**Written request:**
Rewrite the lines below as a Markdown table with two columns, Row and Line. Put a running number in Row and one line in Line, and skip any blank lines.

**Records:**
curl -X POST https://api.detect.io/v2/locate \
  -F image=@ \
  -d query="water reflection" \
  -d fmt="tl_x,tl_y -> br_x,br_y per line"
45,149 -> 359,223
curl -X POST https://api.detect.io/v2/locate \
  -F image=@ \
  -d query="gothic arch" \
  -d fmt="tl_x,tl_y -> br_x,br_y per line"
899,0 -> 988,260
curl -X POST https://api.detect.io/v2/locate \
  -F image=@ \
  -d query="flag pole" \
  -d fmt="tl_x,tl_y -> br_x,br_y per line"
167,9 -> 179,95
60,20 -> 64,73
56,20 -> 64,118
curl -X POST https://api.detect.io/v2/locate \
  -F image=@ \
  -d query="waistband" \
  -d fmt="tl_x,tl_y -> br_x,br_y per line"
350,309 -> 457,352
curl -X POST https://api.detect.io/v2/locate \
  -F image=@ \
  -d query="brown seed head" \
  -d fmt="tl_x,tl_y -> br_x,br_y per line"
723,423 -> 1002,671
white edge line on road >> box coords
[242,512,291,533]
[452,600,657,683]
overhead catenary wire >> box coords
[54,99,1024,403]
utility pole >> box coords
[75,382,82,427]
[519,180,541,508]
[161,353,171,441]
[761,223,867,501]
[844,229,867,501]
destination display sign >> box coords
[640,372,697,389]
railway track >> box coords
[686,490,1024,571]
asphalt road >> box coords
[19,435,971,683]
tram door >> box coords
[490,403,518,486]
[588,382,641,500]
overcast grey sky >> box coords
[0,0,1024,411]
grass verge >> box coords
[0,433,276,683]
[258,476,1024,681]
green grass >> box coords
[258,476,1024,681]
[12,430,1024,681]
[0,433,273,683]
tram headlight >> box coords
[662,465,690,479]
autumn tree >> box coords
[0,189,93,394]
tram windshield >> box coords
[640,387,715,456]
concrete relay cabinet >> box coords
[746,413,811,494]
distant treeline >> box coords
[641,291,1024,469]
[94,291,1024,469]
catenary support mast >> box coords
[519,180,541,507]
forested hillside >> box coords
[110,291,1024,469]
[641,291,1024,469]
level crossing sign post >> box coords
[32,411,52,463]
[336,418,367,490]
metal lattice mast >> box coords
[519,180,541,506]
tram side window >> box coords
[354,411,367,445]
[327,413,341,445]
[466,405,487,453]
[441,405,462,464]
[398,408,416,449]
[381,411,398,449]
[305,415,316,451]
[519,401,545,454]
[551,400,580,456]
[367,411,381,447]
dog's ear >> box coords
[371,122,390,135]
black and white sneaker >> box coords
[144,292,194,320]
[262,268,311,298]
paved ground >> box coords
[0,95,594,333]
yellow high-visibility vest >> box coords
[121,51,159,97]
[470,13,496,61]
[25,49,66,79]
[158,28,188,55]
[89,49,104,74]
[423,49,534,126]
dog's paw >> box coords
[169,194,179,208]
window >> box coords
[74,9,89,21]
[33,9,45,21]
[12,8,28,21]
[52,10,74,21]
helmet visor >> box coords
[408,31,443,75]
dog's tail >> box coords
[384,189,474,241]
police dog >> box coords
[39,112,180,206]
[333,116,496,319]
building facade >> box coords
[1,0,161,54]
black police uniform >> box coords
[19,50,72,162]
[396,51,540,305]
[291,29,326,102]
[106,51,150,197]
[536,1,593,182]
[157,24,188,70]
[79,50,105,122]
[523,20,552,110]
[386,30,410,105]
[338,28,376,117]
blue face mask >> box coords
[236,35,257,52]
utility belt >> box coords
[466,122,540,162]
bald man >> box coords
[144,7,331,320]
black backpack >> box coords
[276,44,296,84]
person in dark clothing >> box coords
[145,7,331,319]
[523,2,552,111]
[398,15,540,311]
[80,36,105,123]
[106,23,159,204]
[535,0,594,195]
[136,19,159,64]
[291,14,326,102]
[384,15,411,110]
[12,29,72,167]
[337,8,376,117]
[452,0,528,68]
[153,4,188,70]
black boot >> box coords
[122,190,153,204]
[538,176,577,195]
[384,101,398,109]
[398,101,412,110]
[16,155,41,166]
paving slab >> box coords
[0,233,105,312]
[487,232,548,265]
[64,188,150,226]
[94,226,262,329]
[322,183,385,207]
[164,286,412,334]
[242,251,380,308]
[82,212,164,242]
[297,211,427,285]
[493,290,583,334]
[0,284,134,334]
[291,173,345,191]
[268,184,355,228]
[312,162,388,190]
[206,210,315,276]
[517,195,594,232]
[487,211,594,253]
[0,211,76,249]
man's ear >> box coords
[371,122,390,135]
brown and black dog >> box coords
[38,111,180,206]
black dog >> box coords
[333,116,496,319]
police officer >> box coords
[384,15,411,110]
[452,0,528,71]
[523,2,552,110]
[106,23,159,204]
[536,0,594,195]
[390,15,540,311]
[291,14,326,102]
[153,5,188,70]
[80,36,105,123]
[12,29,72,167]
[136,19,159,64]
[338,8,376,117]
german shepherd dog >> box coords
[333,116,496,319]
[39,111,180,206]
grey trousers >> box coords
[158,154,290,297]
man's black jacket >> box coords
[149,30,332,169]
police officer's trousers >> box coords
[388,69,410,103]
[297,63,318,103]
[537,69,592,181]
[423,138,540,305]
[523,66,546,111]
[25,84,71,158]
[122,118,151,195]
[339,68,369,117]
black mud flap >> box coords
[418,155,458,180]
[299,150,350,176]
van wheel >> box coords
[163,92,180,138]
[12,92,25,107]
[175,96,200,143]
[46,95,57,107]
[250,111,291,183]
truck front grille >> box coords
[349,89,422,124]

**Output of the task:**
| Row | Line |
|---|---|
| 1 | curl -X POST https://api.detect.io/v2/locate \ |
| 2 |   -F image=@ \ |
| 3 |   -d query="water reflection" \ |
| 4 |   -d fmt="tl_x,tl_y -> br_x,br_y per line" |
| 5 | 45,149 -> 359,223 |
| 6 | curl -X POST https://api.detect.io/v2/locate \ |
| 7 |   -F image=@ \ |
| 8 |   -d query="gothic arch" \ |
| 9 |   -d fmt="tl_x,tl_y -> br_x,br_y per line" |
| 10 | 899,0 -> 988,260 |
| 11 | curl -X POST https://api.detect.io/v2/locate \ |
| 12 |   -F image=@ \ |
| 13 |   -d query="flag pole" \ |
| 14 |   -d fmt="tl_x,tl_y -> br_x,br_y per line" |
| 15 | 167,9 -> 179,95 |
| 16 | 60,20 -> 64,73 |
| 17 | 56,20 -> 64,118 |
| 18 | curl -X POST https://api.detect.io/v2/locate \ |
| 19 |   -F image=@ \ |
| 20 |   -d query="waistband" \ |
| 21 |   -d fmt="tl_x,tl_y -> br_x,br_y per line" |
| 22 | 350,309 -> 457,352 |
| 23 | curl -X POST https://api.detect.io/v2/locate \ |
| 24 |   -F image=@ \ |
| 25 |   -d query="brown seed head" \ |
| 26 |   -d fmt="tl_x,tl_y -> br_x,br_y per line" |
| 27 | 723,423 -> 1002,671 |
| 28 | white edge line on road >> box coords |
| 29 | [242,512,291,533] |
| 30 | [452,600,657,683] |
| 31 | overhead catenary wire >> box coords |
| 32 | [54,99,1024,403] |
| 33 | utility pole >> box coords |
| 34 | [75,382,82,427] |
| 35 | [519,180,541,508] |
| 36 | [161,353,171,441] |
| 37 | [761,223,867,501] |
| 38 | [844,229,867,501] |
| 39 | destination display sign >> box coords |
| 40 | [640,372,697,389] |
| 41 | railway track >> box coords |
| 42 | [686,490,1024,571] |
| 43 | asphalt road >> box coords |
| 44 | [19,435,971,683] |
| 45 | tram door >> box coords |
| 46 | [490,403,518,486] |
| 47 | [588,382,641,500] |
| 48 | overcast grey sky >> box coords |
| 49 | [0,0,1024,411] |
| 50 | grass verge >> box coords |
| 51 | [0,433,276,683] |
| 52 | [258,476,1024,681] |
| 53 | green grass >> box coords |
| 54 | [258,476,1024,681] |
| 55 | [12,430,1024,681] |
| 56 | [0,433,273,683] |
| 57 | tram headlight >> box coords |
| 58 | [662,465,690,479] |
| 59 | autumn tree >> box coords |
| 60 | [0,189,93,394] |
| 61 | tram windshield >> box coords |
| 62 | [640,387,715,456] |
| 63 | concrete relay cabinet >> box coords |
| 64 | [746,413,811,494] |
| 65 | distant treeline >> box coords |
| 66 | [641,291,1024,469] |
| 67 | [94,291,1024,469] |
| 68 | catenary support mast >> box coords |
| 69 | [519,180,541,507] |
| 70 | forested hillside >> box coords |
| 71 | [110,291,1024,469] |
| 72 | [641,291,1024,469] |
| 73 | level crossing sign post >> box coords |
| 74 | [32,411,52,463] |
| 75 | [336,418,367,490] |
| 76 | metal lattice mast >> box coords |
| 77 | [519,180,541,506] |
| 78 | tram side window >> box coords |
| 79 | [354,411,367,445] |
| 80 | [327,413,341,445] |
| 81 | [466,405,487,453] |
| 82 | [441,405,462,464] |
| 83 | [398,408,416,449] |
| 84 | [381,411,398,449] |
| 85 | [305,415,316,451] |
| 86 | [519,401,545,454] |
| 87 | [551,400,580,456] |
| 88 | [367,411,381,447] |
| 89 | dog's ear >> box coords |
| 90 | [371,122,390,135] |
| 91 | black and white sneaker >> box coords |
| 92 | [144,292,194,320] |
| 93 | [262,268,311,298] |
| 94 | paved ground >> box coords |
| 95 | [0,95,594,333] |
| 96 | yellow high-visibility vest >> box coords |
| 97 | [121,51,159,97] |
| 98 | [470,13,496,61] |
| 99 | [25,49,66,79] |
| 100 | [158,28,188,55] |
| 101 | [89,49,104,74] |
| 102 | [423,49,534,126] |
| 103 | dog's paw >> box coords |
| 104 | [169,194,179,208] |
| 105 | window >> box coords |
| 106 | [74,9,89,21] |
| 107 | [33,9,45,21] |
| 108 | [12,8,28,21] |
| 109 | [52,10,74,21] |
| 110 | helmet visor >> box coords |
| 111 | [408,31,443,75] |
| 112 | dog's tail >> box coords |
| 113 | [384,189,474,241] |
| 114 | police dog >> box coords |
| 115 | [39,112,180,206] |
| 116 | [333,116,496,319] |
| 117 | building facade >> box coords |
| 118 | [1,0,161,54] |
| 119 | black police uniform >> box coords |
| 120 | [19,50,72,162] |
| 121 | [396,51,540,305] |
| 122 | [291,29,326,102] |
| 123 | [106,51,150,197] |
| 124 | [536,1,593,182] |
| 125 | [157,24,188,70] |
| 126 | [79,50,105,122] |
| 127 | [523,20,552,110] |
| 128 | [386,30,410,105] |
| 129 | [338,28,376,117] |
| 130 | blue face mask >> box coords |
| 131 | [236,35,257,52] |
| 132 | utility belt >> box coords |
| 133 | [466,122,540,162] |
| 134 | bald man >> box coords |
| 135 | [144,7,331,320] |
| 136 | black backpack >> box coords |
| 137 | [276,44,296,84] |
| 138 | person in dark clothing >> box coords |
| 139 | [145,7,331,319] |
| 140 | [523,2,552,111] |
| 141 | [398,15,540,311] |
| 142 | [80,36,105,123] |
| 143 | [106,23,159,204] |
| 144 | [535,0,594,195] |
| 145 | [136,19,159,64] |
| 146 | [291,14,326,102] |
| 147 | [384,15,411,110] |
| 148 | [12,29,72,167] |
| 149 | [337,8,376,117] |
| 150 | [452,0,528,68] |
| 151 | [153,4,188,70] |
| 152 | black boot >> box coords |
| 153 | [122,190,153,204] |
| 154 | [538,176,577,195] |
| 155 | [384,101,398,109] |
| 156 | [398,101,412,110] |
| 157 | [16,155,41,166] |
| 158 | paving slab >> box coords |
| 159 | [0,233,105,312] |
| 160 | [487,232,548,265] |
| 161 | [64,188,150,226] |
| 162 | [94,226,262,329] |
| 163 | [322,183,385,207] |
| 164 | [164,286,412,334] |
| 165 | [242,251,380,308] |
| 166 | [82,212,164,242] |
| 167 | [297,211,427,285] |
| 168 | [493,290,583,334] |
| 169 | [0,284,134,334] |
| 170 | [291,173,345,191] |
| 171 | [268,184,355,228] |
| 172 | [312,162,388,190] |
| 173 | [206,210,315,276] |
| 174 | [517,195,594,232] |
| 175 | [487,211,594,253] |
| 176 | [0,211,76,249] |
| 177 | man's ear >> box coords |
| 178 | [371,122,390,135] |
| 179 | brown and black dog >> box coords |
| 180 | [38,111,180,206] |
| 181 | black dog >> box coords |
| 182 | [333,116,496,319] |
| 183 | police officer >> box coords |
| 184 | [384,15,411,110] |
| 185 | [452,0,528,71] |
| 186 | [523,2,552,110] |
| 187 | [106,23,159,204] |
| 188 | [536,0,594,195] |
| 189 | [390,15,540,311] |
| 190 | [291,14,326,102] |
| 191 | [153,5,188,70] |
| 192 | [80,36,105,123] |
| 193 | [12,29,72,167] |
| 194 | [136,19,159,64] |
| 195 | [338,8,376,117] |
| 196 | german shepherd dog >> box coords |
| 197 | [333,116,496,319] |
| 198 | [39,111,180,206] |
| 199 | grey trousers >> box coords |
| 200 | [158,154,290,297] |
| 201 | man's black jacket >> box coords |
| 202 | [149,30,332,169] |
| 203 | police officer's trousers >> box coords |
| 204 | [388,69,410,103] |
| 205 | [297,63,318,103] |
| 206 | [537,69,592,181] |
| 207 | [423,138,540,305] |
| 208 | [523,66,546,111] |
| 209 | [25,84,71,158] |
| 210 | [122,118,151,195] |
| 211 | [339,68,369,117] |
| 212 | black mud flap >> box coords |
| 213 | [418,155,458,180] |
| 214 | [299,150,350,176] |
| 215 | van wheel >> box coords |
| 216 | [163,92,180,138] |
| 217 | [12,92,25,107] |
| 218 | [175,96,200,143] |
| 219 | [46,95,57,107] |
| 220 | [250,111,291,183] |
| 221 | truck front grille >> box coords |
| 222 | [349,89,422,124] |